**AIM:**
Copy the records below word for word, everything from the line containing "of the camera" down to the line containing "the metal screw", both of those lines included.
-------- RAW RECORDS
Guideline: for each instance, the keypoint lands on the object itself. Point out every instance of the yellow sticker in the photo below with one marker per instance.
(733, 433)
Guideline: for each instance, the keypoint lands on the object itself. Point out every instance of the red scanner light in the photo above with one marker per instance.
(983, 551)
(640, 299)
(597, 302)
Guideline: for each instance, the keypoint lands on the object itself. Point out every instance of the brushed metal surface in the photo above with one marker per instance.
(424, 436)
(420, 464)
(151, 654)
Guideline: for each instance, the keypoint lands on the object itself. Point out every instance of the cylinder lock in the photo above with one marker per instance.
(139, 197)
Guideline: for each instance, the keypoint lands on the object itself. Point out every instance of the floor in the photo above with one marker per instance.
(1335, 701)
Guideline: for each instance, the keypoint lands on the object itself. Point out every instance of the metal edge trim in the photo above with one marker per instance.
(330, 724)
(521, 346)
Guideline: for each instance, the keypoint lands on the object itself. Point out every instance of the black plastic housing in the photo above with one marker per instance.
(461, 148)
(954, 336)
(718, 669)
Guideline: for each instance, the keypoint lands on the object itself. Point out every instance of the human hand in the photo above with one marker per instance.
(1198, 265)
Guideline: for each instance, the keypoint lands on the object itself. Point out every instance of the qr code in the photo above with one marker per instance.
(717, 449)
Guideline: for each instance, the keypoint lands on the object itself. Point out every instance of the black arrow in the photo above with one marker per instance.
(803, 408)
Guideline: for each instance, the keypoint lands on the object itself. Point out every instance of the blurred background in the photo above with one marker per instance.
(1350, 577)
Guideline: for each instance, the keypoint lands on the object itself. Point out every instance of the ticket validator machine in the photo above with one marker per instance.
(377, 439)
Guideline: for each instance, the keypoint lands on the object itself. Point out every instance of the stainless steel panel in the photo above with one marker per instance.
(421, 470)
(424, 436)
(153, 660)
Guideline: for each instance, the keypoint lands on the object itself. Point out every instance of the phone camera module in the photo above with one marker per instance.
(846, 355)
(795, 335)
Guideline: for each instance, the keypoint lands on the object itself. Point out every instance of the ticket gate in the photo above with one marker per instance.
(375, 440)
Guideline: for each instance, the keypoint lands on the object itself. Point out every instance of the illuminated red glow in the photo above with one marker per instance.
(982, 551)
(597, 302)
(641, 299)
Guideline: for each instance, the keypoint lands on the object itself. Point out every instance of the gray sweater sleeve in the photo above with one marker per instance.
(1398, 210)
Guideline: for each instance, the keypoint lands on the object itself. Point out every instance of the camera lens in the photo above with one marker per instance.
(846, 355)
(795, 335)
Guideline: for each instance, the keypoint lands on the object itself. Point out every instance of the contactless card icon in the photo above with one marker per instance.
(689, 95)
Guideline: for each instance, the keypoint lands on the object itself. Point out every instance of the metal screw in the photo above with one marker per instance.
----------------
-------- RAW RECORDS
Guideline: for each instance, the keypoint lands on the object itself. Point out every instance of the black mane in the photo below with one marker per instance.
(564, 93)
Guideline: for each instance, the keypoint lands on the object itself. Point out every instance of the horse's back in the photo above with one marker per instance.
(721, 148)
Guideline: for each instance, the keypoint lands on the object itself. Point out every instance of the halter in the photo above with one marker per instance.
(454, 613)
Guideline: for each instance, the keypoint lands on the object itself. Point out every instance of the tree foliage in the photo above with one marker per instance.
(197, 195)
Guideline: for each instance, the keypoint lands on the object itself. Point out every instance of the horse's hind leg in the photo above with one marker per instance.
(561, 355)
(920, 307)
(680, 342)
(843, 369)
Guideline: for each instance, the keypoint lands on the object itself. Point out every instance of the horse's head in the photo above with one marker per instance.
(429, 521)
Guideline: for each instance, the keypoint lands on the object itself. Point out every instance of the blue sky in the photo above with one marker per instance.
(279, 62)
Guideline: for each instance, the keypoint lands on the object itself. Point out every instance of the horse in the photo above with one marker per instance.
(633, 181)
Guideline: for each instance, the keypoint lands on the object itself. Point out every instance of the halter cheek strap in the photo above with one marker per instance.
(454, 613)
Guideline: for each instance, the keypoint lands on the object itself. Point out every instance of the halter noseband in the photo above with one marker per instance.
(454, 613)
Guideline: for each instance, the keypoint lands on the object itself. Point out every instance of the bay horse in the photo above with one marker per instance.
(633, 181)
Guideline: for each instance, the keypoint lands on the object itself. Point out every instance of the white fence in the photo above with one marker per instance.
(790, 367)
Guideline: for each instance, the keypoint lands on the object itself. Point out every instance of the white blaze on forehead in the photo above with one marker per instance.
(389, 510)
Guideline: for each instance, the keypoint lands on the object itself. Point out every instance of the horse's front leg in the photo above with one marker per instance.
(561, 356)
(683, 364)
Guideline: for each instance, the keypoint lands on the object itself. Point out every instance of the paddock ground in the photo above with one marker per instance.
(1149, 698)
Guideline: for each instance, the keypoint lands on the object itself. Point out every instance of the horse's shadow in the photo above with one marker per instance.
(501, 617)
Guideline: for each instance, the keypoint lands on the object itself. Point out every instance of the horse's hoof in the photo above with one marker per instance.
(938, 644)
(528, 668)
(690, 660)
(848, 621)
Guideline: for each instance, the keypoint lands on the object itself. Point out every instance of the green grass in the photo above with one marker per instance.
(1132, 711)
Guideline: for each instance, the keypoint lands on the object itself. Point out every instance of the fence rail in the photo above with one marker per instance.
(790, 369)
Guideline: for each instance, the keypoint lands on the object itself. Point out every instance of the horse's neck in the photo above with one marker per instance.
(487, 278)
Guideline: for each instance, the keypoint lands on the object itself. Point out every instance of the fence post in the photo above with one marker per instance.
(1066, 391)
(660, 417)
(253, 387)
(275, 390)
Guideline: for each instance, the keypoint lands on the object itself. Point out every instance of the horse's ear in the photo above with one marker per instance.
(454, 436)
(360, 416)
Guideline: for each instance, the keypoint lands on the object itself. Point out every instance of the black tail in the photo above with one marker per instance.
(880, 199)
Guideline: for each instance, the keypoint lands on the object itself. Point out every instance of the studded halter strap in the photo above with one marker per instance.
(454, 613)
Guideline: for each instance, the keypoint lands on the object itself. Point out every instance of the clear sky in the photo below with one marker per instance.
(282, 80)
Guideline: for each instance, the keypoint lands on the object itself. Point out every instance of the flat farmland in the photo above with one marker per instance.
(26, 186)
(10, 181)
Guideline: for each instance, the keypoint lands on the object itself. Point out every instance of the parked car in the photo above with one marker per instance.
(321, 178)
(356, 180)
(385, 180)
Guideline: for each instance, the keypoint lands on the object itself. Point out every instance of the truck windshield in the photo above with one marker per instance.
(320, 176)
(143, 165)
----------------
**RESPONSE TO THIS TASK:**
Guideline: for each instance, the keypoint lands on the object itself. Point out every instance of the camera lens in the photo above with one marker per instance.
(846, 355)
(795, 335)
Guideline: for each instance, the keypoint lands on the object itself. Point out every instance of the contactless card icon in the photo above with one marker per instance.
(689, 95)
Guideline: for each instance, the keypoint lands on the object itself. Point out every instance of the metal screw in the photo above with one marker per instance.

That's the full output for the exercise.